Source records

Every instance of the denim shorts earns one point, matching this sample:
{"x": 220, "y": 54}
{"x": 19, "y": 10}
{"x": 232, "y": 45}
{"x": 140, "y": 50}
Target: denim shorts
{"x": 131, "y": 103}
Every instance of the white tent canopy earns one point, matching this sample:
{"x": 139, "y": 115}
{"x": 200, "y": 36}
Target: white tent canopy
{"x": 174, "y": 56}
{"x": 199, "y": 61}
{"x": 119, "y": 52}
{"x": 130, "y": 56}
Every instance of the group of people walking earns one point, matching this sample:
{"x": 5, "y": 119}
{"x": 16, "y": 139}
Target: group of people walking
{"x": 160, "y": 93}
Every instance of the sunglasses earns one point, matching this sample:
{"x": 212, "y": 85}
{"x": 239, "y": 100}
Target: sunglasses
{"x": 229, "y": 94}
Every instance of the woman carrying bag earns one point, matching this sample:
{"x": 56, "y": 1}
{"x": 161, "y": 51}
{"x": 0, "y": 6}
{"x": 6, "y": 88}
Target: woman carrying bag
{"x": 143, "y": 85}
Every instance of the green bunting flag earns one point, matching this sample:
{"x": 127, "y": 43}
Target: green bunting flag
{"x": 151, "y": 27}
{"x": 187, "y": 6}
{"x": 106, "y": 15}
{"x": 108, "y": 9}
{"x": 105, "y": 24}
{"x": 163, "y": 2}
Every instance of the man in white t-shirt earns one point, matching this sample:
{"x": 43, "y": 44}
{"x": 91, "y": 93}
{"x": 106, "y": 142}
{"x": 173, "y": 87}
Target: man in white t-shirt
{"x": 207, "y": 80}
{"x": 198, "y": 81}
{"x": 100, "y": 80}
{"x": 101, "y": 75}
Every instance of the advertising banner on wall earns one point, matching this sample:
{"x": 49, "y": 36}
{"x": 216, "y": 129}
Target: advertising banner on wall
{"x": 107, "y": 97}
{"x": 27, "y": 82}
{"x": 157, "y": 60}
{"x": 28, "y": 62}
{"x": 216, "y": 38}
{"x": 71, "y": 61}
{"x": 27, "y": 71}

• WRITTEN INSTRUCTION
Convert the material above into a Markdown table with the columns Row and Line. Include only the lines starting at the one containing "Every instance of the green" and ending at the final line, give each its own numbered row, and leave out blank lines.

• RESPONSE TO THIS TASK
| Row | Line |
|---|---|
| 1 | Every instance of the green bunting flag earns one point, matching this sample: |
| 2 | {"x": 127, "y": 43} |
| 3 | Target: green bunting flag |
| 4 | {"x": 151, "y": 27} |
| 5 | {"x": 187, "y": 6} |
| 6 | {"x": 106, "y": 15} |
| 7 | {"x": 108, "y": 9} |
| 8 | {"x": 105, "y": 24} |
| 9 | {"x": 163, "y": 2} |
| 10 | Every instance of the man in white t-shirt earns one point, matching this sample: |
| 11 | {"x": 43, "y": 44} |
| 12 | {"x": 91, "y": 93} |
| 13 | {"x": 106, "y": 142} |
| 14 | {"x": 173, "y": 87} |
| 15 | Target: man in white t-shirt |
| 16 | {"x": 207, "y": 80} |
| 17 | {"x": 198, "y": 81} |
| 18 | {"x": 100, "y": 80} |
| 19 | {"x": 101, "y": 75} |
| 20 | Every instance of the advertising banner on wall earns one point, matching this sample: |
| 21 | {"x": 49, "y": 36} |
| 22 | {"x": 216, "y": 129} |
| 23 | Target: advertising banner on wall |
| 24 | {"x": 107, "y": 97} |
| 25 | {"x": 27, "y": 82} |
| 26 | {"x": 157, "y": 60} |
| 27 | {"x": 28, "y": 62} |
| 28 | {"x": 216, "y": 38} |
| 29 | {"x": 71, "y": 61} |
| 30 | {"x": 27, "y": 71} |